▸ **THE TASK**:
Nothing but the lines from the line with "Provide one point per instance of the light wood" through the end of the data is to be copied, and each is to be copied exactly.

▸ **INFORMATION PROVIDED**:
□ □ □ □ □

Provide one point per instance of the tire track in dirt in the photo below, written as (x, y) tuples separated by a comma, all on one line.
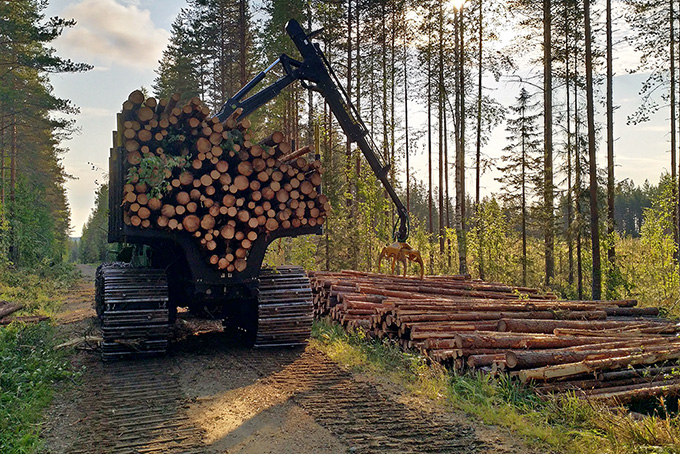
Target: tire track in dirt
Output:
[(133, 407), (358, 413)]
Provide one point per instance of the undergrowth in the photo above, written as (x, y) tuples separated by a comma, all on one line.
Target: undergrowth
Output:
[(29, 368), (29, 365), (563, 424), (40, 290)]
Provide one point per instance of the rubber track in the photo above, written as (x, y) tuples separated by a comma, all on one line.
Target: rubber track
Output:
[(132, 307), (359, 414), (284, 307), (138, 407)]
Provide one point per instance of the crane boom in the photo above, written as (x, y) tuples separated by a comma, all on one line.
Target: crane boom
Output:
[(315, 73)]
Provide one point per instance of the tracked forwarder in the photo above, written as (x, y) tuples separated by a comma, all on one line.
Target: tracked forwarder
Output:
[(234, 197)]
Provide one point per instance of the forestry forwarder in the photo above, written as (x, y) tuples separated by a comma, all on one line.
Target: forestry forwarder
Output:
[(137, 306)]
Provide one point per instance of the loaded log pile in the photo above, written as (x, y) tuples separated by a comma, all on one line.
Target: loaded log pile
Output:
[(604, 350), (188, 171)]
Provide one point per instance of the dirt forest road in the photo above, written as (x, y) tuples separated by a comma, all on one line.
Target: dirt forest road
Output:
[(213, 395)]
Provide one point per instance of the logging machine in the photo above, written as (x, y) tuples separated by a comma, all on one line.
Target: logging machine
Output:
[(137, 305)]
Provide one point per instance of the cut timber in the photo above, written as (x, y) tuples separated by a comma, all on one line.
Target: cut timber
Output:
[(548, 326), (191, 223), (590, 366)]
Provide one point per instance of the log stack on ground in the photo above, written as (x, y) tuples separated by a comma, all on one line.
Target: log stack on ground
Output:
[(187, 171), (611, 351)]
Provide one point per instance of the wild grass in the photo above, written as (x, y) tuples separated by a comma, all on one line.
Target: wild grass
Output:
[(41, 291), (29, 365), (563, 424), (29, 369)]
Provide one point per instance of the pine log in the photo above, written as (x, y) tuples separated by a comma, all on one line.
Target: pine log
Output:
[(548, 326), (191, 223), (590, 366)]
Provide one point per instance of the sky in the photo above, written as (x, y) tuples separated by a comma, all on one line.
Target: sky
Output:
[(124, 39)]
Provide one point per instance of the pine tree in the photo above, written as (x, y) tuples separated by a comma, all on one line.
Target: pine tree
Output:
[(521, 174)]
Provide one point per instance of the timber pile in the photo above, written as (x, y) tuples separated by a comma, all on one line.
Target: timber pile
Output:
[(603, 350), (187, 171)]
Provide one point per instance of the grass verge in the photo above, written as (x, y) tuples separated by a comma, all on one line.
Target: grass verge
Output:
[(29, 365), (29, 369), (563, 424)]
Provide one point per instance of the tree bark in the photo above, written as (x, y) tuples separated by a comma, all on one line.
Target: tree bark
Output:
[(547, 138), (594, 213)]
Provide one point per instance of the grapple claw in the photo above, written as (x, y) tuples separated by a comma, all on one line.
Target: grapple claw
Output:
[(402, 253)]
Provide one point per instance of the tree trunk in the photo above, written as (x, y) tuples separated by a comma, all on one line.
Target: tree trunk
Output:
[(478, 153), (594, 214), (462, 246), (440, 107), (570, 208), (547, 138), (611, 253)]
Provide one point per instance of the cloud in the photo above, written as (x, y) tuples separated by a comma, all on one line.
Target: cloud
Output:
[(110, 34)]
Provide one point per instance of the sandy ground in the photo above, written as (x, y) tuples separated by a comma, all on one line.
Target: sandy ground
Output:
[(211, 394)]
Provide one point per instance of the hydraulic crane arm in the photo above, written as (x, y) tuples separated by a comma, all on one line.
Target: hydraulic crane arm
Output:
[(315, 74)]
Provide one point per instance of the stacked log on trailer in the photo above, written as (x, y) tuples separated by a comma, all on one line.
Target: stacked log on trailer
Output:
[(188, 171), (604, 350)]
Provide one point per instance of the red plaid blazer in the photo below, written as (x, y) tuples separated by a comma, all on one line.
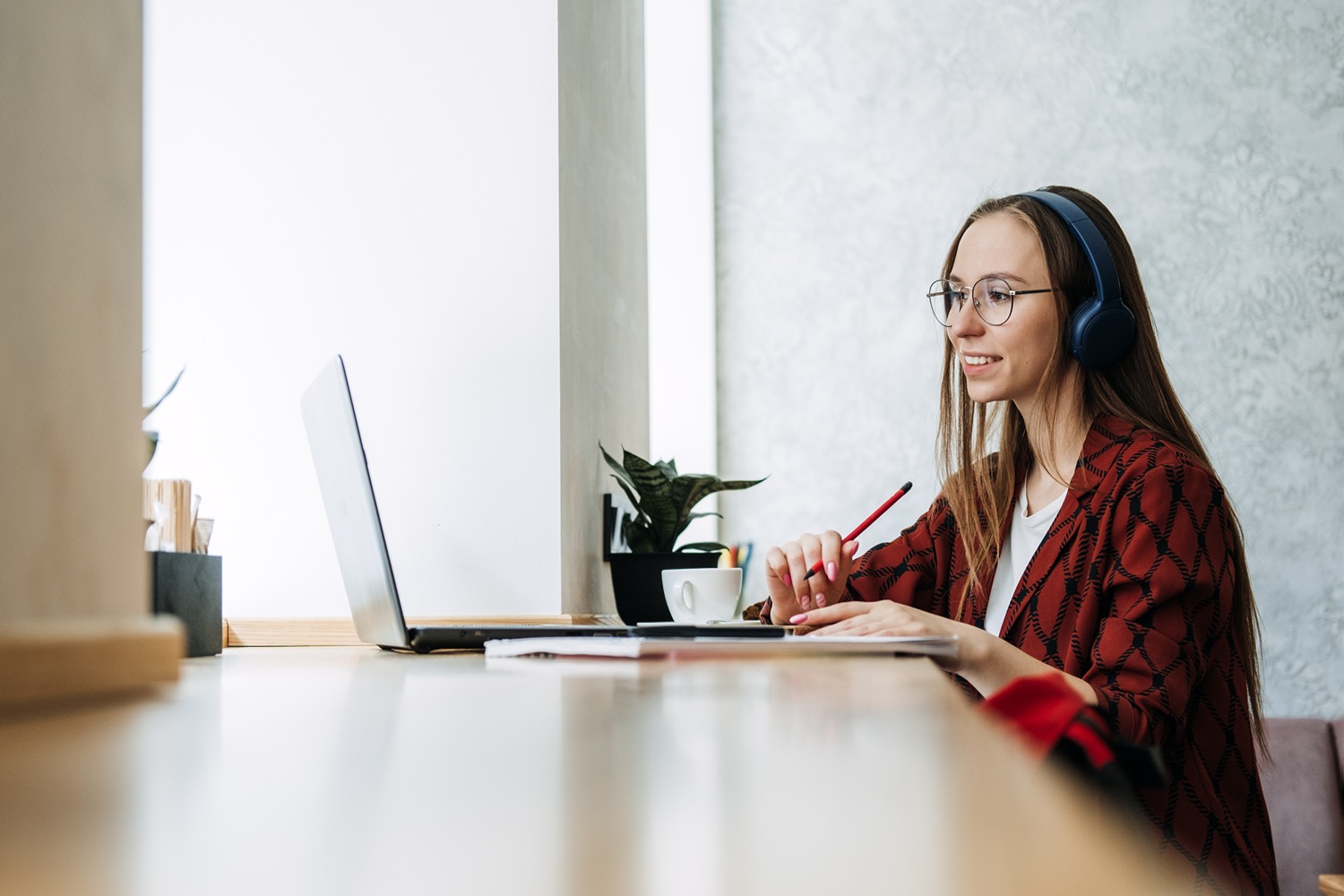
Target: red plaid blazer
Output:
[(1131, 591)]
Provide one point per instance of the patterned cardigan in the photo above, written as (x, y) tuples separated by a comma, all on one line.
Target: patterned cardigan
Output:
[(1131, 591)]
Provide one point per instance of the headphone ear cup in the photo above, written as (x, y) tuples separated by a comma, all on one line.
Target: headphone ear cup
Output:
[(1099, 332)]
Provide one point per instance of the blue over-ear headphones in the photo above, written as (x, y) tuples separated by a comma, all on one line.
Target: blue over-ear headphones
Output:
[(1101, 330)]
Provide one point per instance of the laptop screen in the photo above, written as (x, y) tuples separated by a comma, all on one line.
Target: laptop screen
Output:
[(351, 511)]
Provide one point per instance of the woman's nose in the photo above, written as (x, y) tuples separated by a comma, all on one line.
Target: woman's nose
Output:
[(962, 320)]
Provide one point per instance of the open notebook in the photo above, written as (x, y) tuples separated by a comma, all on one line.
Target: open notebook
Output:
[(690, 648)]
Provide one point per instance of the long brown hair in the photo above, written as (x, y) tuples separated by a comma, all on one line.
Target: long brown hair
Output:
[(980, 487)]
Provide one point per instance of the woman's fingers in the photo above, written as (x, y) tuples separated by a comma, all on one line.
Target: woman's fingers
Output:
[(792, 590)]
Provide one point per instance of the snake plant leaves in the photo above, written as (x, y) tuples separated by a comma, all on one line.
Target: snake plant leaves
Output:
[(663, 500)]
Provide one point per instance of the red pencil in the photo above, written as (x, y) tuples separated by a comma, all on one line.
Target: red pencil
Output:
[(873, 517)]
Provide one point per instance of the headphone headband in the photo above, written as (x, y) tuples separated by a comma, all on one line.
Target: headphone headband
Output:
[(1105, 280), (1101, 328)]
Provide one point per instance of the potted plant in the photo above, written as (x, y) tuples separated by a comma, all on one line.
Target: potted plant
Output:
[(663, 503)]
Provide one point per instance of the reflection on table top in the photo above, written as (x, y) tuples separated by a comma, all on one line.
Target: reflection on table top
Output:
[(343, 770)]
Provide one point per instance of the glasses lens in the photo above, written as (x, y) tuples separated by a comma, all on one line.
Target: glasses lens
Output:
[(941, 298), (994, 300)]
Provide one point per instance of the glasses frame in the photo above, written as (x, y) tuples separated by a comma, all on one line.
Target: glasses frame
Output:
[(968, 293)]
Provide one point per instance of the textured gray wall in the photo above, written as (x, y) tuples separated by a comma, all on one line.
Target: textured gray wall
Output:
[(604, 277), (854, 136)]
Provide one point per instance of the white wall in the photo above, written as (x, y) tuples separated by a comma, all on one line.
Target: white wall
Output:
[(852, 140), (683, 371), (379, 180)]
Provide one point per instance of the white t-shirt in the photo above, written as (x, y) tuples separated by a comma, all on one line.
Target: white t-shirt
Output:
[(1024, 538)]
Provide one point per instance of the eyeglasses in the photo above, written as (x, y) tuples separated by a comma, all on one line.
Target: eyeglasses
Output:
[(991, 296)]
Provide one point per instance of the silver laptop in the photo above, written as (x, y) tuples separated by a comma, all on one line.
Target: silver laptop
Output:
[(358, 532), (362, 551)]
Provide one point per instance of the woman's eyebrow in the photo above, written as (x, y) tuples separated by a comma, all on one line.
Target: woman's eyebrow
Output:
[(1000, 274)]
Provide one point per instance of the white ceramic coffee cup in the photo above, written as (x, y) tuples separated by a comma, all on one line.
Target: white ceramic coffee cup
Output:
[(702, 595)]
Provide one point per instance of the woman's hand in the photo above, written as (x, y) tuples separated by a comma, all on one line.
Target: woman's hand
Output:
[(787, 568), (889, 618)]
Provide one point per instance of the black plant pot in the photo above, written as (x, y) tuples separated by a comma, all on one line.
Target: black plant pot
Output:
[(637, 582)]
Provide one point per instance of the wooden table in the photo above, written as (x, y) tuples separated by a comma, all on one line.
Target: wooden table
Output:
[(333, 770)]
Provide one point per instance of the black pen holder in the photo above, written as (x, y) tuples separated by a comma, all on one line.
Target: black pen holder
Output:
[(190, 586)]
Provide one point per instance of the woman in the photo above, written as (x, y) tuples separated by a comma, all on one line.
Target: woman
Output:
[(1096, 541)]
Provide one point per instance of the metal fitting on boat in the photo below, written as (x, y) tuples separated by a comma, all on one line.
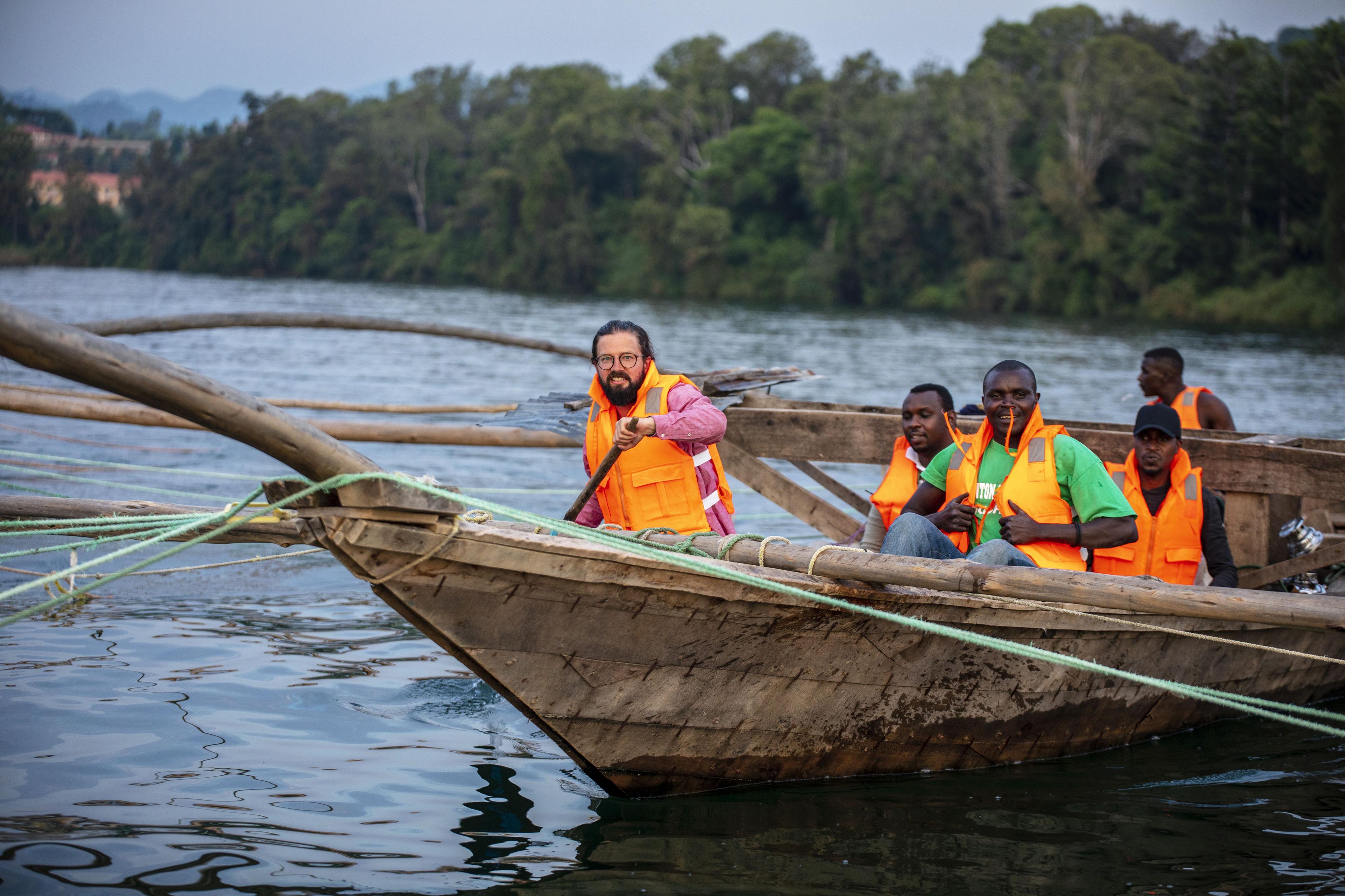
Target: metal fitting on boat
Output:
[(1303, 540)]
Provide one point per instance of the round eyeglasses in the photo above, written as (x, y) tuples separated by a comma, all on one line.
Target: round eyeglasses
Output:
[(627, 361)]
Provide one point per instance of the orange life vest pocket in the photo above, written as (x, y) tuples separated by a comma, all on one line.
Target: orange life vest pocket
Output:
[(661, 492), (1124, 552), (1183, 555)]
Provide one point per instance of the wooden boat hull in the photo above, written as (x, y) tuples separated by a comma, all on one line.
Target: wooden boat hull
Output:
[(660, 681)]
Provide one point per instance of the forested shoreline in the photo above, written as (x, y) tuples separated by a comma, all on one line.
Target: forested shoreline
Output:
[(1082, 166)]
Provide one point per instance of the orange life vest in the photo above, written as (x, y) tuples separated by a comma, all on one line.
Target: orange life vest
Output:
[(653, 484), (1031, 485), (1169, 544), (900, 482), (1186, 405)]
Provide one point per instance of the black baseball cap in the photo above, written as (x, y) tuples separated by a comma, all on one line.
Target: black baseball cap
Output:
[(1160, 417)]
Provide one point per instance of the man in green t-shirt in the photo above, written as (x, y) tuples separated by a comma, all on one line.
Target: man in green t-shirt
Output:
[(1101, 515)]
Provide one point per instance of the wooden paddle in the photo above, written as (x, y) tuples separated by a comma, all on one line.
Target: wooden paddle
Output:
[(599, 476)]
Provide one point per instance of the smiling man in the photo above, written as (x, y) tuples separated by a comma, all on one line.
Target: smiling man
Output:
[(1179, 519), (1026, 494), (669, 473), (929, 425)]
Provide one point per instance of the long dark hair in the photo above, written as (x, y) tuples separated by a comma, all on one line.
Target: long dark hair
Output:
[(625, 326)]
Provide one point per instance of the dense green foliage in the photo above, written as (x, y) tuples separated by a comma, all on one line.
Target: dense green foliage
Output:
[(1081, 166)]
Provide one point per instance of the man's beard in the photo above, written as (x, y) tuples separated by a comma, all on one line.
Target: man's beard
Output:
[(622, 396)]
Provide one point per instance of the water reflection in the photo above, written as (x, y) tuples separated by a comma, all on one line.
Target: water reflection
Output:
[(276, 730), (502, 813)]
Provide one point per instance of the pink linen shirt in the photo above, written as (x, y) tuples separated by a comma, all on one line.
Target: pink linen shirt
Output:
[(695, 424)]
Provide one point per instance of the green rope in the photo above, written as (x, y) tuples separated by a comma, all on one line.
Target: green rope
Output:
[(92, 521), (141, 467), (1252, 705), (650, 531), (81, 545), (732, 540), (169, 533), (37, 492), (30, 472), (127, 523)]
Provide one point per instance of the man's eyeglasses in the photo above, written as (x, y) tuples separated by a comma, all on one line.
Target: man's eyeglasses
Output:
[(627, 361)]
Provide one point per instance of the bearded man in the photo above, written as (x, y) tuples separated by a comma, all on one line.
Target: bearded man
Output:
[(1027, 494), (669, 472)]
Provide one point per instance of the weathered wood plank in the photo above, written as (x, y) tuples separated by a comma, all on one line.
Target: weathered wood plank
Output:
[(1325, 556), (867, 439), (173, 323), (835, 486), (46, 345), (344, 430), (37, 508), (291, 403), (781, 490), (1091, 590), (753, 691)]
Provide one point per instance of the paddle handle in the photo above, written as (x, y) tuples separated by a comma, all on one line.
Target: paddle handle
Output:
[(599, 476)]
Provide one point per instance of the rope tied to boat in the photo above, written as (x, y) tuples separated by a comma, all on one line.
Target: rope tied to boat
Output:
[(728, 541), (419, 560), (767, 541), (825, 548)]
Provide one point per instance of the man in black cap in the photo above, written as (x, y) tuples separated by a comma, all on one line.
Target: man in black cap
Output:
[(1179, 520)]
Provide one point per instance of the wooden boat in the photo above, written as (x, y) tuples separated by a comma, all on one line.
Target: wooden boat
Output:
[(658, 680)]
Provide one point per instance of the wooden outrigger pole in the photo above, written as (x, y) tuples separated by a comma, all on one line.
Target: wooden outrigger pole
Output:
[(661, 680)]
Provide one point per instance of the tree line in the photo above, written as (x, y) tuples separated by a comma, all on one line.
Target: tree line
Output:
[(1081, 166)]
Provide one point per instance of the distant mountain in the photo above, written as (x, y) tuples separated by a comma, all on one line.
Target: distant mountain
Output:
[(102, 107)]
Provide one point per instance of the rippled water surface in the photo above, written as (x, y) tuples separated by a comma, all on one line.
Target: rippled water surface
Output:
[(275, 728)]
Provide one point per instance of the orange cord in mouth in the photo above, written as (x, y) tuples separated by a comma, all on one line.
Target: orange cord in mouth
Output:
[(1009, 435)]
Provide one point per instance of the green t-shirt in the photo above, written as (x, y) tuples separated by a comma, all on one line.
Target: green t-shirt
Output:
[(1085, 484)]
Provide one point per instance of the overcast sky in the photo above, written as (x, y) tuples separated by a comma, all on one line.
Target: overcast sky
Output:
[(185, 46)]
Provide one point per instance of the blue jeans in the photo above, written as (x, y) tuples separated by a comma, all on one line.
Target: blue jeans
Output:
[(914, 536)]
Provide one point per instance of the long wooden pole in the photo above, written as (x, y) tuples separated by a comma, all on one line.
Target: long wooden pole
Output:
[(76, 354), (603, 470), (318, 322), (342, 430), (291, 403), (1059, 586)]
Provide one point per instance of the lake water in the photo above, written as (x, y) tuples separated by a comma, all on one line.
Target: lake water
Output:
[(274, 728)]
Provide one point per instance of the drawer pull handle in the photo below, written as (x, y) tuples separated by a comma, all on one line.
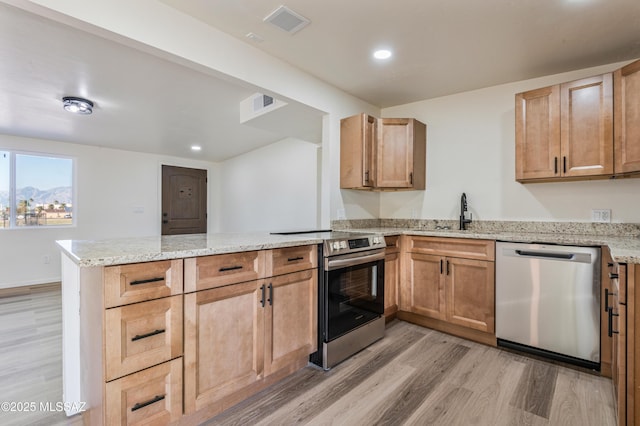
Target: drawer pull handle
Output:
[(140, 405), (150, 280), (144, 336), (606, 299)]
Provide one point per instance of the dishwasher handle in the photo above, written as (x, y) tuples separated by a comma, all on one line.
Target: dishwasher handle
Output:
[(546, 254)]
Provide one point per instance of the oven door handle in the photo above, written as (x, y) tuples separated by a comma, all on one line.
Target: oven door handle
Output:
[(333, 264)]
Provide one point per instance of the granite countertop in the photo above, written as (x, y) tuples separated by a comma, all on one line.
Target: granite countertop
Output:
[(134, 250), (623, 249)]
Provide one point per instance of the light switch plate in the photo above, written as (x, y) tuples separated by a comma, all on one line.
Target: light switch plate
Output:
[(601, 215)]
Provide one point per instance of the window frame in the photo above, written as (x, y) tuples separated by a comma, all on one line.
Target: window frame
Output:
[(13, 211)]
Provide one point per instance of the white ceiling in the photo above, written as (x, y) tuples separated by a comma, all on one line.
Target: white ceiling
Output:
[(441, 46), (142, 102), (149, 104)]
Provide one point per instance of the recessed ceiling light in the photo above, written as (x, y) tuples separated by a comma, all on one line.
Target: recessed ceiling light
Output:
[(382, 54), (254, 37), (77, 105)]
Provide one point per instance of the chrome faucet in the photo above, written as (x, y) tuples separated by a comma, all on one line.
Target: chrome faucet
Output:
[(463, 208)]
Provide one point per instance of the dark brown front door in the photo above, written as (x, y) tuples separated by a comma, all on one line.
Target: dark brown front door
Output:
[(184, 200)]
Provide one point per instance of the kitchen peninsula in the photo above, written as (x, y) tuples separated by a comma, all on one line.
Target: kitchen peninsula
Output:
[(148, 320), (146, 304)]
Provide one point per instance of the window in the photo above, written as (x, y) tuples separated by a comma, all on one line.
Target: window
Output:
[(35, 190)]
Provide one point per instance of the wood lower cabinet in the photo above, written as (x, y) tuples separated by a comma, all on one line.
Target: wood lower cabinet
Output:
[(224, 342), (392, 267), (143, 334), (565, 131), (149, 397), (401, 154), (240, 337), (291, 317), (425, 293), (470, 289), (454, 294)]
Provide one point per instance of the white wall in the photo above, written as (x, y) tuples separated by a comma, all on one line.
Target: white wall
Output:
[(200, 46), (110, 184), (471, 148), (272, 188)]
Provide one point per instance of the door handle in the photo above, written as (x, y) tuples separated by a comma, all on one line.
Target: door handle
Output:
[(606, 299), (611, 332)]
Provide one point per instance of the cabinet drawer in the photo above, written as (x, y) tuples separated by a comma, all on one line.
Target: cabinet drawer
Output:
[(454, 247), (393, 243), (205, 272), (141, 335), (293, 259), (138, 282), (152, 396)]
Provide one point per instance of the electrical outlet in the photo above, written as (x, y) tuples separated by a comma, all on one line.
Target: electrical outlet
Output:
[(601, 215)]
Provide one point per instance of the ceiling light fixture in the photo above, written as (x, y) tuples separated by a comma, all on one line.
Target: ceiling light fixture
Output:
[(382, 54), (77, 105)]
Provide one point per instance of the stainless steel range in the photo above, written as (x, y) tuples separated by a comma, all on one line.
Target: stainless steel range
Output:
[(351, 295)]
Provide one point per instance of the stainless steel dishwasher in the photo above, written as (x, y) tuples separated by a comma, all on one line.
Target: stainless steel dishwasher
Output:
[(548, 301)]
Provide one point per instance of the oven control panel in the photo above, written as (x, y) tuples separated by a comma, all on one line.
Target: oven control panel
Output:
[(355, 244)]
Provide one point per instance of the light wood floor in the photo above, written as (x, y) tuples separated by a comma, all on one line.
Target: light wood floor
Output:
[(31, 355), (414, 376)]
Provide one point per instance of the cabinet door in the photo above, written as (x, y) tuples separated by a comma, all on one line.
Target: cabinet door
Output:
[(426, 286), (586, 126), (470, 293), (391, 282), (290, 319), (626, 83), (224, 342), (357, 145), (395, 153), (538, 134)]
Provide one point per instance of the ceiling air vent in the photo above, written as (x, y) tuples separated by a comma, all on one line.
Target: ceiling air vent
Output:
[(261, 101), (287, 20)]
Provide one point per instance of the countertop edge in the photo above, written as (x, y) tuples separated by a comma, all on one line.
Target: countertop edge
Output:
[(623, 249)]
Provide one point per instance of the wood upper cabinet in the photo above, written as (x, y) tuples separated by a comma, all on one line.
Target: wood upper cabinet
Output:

□ □ □ □ □

▸ **SOLUTION FOR THIS TASK**:
Provide one point per instance of the light wood floor in the photo above, written as (x, y) tuples separated by a comma, all on one line.
Target: light wood floor
Output:
[(31, 355), (414, 376)]
Provide one point per instance of the cabinet door in the photo above, written as (x, y) tuples separated by a comma, all on one line.
Target: cabinet door
Output:
[(426, 286), (586, 126), (470, 293), (391, 282), (290, 319), (626, 83), (224, 342), (357, 145), (395, 153), (538, 134)]
Provide one point per instance of the ceiling air vent in the photo above, written as (x, y) tuples separated by a comma, all on one line.
Target: ceiling air vent
Output:
[(261, 101), (287, 20)]
Provide one point per instance of the countertop edge in the photo above, written as (x, y) tuples separated by a comma, all on one line.
Target: countertop edge
Output:
[(623, 249)]
Provide one point per instance of the wood upper cabinet in the photo above, written as (x, y) tuples separated by a comma, all on one line.
Target: wood upper cabinet
Output:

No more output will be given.